+++ Data shown

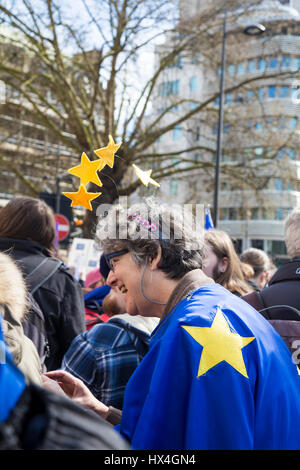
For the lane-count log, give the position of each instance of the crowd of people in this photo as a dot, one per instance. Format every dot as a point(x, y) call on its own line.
point(173, 342)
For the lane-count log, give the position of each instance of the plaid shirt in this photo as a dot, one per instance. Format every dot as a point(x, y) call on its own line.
point(105, 357)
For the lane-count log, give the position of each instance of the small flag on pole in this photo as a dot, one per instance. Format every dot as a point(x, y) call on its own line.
point(208, 223)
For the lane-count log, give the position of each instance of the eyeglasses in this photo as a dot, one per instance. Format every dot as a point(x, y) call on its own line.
point(110, 256)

++++++

▸ Goal of the exercise:
Copy each line of the records precisely and drop any images they hold.

▸ Answer for the task:
For the lane-count log, give the position of each instance of the crowd of people in this photo as a dot, one per instance. Format every dot as a point(x, y) call on its own line.
point(173, 342)
For the lane-count log, give the position of each instance of the plaid shirt in this photo as a dot, one per instance. Format every dot as a point(x, y) call on its own line.
point(105, 357)
For the lane-count log, give the position of each instance of the small flag on pole in this photo as a dot, one per instance. Format every dot as a point(x, y) call on its own line.
point(208, 223)
For the lane-count log, give the position of each instance of the eyeglasses in this photo as a dot, one per instance. Format every dot as a point(x, y) call on its own line.
point(110, 256)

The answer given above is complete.